■ **Things to do**
(a) From the radio segment on Haitian deportations, copy the stretch from "We tackle the" through "he's ever seen." word for word.
(b) Translate this sentence from the radio segment on Haitian deportations into Spanish: "On January 20 of this year, those deportations resumed."
(c) Write the next part of the radio segment on Haitian deportations, picking up after its final line.

■ **Reading passage**

□ □ □ □ □ □ □

We tackle the biggest political news of the week, from the reprimand of a D.C. Councilmember to Governor Larry Hogan calling the Maryland General Assembly "the most pro-criminal group of legislators" he's ever seen.
In the wake of last year’s earthquake, American immigration authorities temporarily stopped deporting Haitians. Now, the deportations have resumed, but human rights organizations say the situation on the island is so bad that any deportation is essentially a ‘death sentence.’ A look at the ethical and legal questions behind the U.S. policy.
- Carrie Bettinger-Lopez Professor of Law, University of Miami School of Law
- Farrin Anello Supervising Attorney and Teaching Fellow, Immigration Clinic, University of Miami School of Law
MR. KOJO NNAMDIThe United States placed a one-year moratorium on deportations to Haiti after the 2010 earthquake. On January 20 of this year, those deportations resumed. Haitian officials routinely detained the deportees and within days, one man died of cholera in prison. Some advocacy groups say that sending Haitians back to Haiti constitutes cruel and unusual punishment. Joining us now to have that conversation is Carrie Bettinger-Lopez, professor of law at the University of Miami School of Law. Carrie Bettinger-Lopez, thank you for joining us.
PROF. CARRIE BETTINGER-LOPEZThanks for having me.

□ □ □ □ □ □ □

■ **Data shown**
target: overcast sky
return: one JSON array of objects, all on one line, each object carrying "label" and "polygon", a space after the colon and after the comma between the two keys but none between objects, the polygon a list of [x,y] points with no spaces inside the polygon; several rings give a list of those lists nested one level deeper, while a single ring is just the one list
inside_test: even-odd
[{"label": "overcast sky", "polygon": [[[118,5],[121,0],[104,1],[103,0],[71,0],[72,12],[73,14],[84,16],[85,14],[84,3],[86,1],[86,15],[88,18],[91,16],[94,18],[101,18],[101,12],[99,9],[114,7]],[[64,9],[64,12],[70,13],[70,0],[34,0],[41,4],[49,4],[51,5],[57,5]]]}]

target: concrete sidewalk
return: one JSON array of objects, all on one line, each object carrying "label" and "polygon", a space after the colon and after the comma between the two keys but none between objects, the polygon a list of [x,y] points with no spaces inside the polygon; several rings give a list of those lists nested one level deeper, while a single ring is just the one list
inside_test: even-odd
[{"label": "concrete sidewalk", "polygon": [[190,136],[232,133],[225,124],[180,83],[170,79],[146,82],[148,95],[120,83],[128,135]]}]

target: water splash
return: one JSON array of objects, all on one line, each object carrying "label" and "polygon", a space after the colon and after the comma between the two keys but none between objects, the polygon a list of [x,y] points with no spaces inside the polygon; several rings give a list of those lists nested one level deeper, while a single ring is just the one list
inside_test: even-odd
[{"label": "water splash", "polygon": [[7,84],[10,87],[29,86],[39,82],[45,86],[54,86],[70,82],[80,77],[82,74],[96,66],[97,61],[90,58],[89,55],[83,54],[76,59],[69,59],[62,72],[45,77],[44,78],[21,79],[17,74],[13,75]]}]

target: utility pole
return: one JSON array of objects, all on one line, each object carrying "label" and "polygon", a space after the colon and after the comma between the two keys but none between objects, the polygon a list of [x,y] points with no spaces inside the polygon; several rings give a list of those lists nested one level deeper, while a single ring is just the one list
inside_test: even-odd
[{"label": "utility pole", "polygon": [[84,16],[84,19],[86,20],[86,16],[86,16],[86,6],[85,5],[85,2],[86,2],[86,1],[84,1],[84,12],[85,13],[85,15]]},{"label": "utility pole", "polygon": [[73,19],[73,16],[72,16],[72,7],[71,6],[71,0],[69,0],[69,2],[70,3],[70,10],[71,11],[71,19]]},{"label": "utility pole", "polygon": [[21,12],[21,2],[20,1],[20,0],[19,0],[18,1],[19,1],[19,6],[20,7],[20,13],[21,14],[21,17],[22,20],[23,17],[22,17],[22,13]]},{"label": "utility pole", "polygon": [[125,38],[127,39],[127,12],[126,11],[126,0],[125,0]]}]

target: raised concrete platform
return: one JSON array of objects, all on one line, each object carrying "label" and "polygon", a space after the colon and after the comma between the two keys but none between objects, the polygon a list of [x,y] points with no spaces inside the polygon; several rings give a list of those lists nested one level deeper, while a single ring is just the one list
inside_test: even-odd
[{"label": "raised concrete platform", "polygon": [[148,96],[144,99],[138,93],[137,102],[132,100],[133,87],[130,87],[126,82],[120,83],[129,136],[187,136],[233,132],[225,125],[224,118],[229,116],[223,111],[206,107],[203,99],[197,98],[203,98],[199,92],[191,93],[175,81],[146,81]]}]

□ □ □ □ □ □ □

■ **Per-task outputs**
(a)
We tackle the biggest political news of the week, from the reprimand of a D.C. Councilmember to Governor Larry Hogan calling the Maryland General Assembly "the most pro-criminal group of legislators" he's ever seen.

(b) El 20 de enero de este año, esas deportaciones se reanudaron.

(c)
NNAMDIAlso joining us by telephone is Farrin Anello, supervising attorney and teaching fellow with the Immigration Clinic at the University of Miami School of Law. Farrin Anello, thank you for joining us.
MS. FARRIN ANELLOThank you for having me.
NNAMDIFarrin, before we go too far, we should probably understand who are the Haitians who are being deported and why?
ANELLOSo the people in this group who are at risk of the most imminent deportation are all people who have been put into the immigration system for one reason or another. They are -- many of them are people who've been in this country for many, many years, long-term permanent residents. And they have families here, children here who are U.S. citizens, spouses, parents, et cetera. You know, in this group under our -- since 1996, we've had very harsh laws in this country that say that even if you have been here for a long time, even if you have a green card, if you commit even very minor criminal offenses, you can be subject to deportation.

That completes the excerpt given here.